EXTRACT PROVIDED ->

=-=-=

# Am I feeding my puppy enough?



## JayJ4 (May 7, 2016)

Hi guys, OK this is for sure the LAST question I got for a bit... Because, now I realized I've been completely feeding my puppy incorrectly...

My first big mistake is that I've been feeding my pup the wrong blue buffalo: BLUE Wilderness® Dry Puppy Food Chicken Recipe .. I've been feeding him this bag because the pet store people always told me to give him this one.. When I would specifically ask for the LARGE breed puppy one, I then assumed it was THIS one after because it never said (for large breed puppies) when I looked.. Unless I'm blind.

I than started feeding him 1 cup and 3/4 of a cup 2x a day. I also would mix BLUE Wilderness® Wet Puppy Food Turkey & Chicken Grill in his food because he REFUSES to eat dry kibble unless wet food is mixed in (he loves wet food more.)

=-=-=

STATED EXERCISE 1 -> Rescale the point coordinates in the rows, everything from the first row down to the row that contains "[(328, 355)]", by multiplying each one by 0.45 and rounding to whole numbers with halves rounded up. Write out only those rows in full, requests included.

[Coordinate labeling data]
=-=-=

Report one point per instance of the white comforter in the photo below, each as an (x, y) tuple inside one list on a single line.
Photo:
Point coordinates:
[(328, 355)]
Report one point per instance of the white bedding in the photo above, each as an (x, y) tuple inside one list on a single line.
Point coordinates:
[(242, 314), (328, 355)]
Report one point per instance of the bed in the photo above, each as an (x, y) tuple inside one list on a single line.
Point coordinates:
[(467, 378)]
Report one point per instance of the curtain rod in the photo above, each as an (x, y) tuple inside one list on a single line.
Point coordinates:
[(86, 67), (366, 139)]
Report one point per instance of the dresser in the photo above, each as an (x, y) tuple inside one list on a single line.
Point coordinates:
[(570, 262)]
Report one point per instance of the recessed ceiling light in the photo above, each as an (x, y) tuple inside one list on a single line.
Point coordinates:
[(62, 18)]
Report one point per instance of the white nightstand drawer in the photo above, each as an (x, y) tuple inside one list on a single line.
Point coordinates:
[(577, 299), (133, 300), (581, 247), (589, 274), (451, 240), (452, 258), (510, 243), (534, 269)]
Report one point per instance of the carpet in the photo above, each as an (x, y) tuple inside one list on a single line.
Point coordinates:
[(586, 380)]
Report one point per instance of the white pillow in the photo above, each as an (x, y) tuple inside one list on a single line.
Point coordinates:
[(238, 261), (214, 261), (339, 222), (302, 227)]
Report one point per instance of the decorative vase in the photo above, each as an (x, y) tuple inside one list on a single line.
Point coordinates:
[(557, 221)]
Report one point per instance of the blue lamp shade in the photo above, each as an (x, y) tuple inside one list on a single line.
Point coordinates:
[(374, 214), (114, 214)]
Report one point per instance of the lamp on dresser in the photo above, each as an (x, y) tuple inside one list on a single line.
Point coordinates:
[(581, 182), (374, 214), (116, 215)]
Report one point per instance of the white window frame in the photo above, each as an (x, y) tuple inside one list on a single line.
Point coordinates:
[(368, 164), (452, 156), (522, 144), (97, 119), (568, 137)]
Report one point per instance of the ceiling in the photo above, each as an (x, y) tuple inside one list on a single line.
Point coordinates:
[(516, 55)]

=-=-=

STATED EXERCISE 2 -> Copy everything from "# Am I feeding" down to "Unless I'm blind." in the puppy-feeding thread, swapping "pet store" for "pet shop".

FULL SOLUTION 1 ->
Report one point per instance of the white comforter in the photo below, each as an (x, y) tuple inside one list on a single line.
Photo:
Point coordinates:
[(148, 160)]

FULL SOLUTION 2 ->
# Am I feeding my puppy enough?



## JayJ4 (May 7, 2016)

Hi guys, OK this is for sure the LAST question I got for a bit... Because, now I realized I've been completely feeding my puppy incorrectly...

My first big mistake is that I've been feeding my pup the wrong blue buffalo: BLUE Wilderness® Dry Puppy Food Chicken Recipe .. I've been feeding him this bag because the pet shop people always told me to give him this one.. When I would specifically ask for the LARGE breed puppy one, I then assumed it was THIS one after because it never said (for large breed puppies) when I looked.. Unless I'm blind.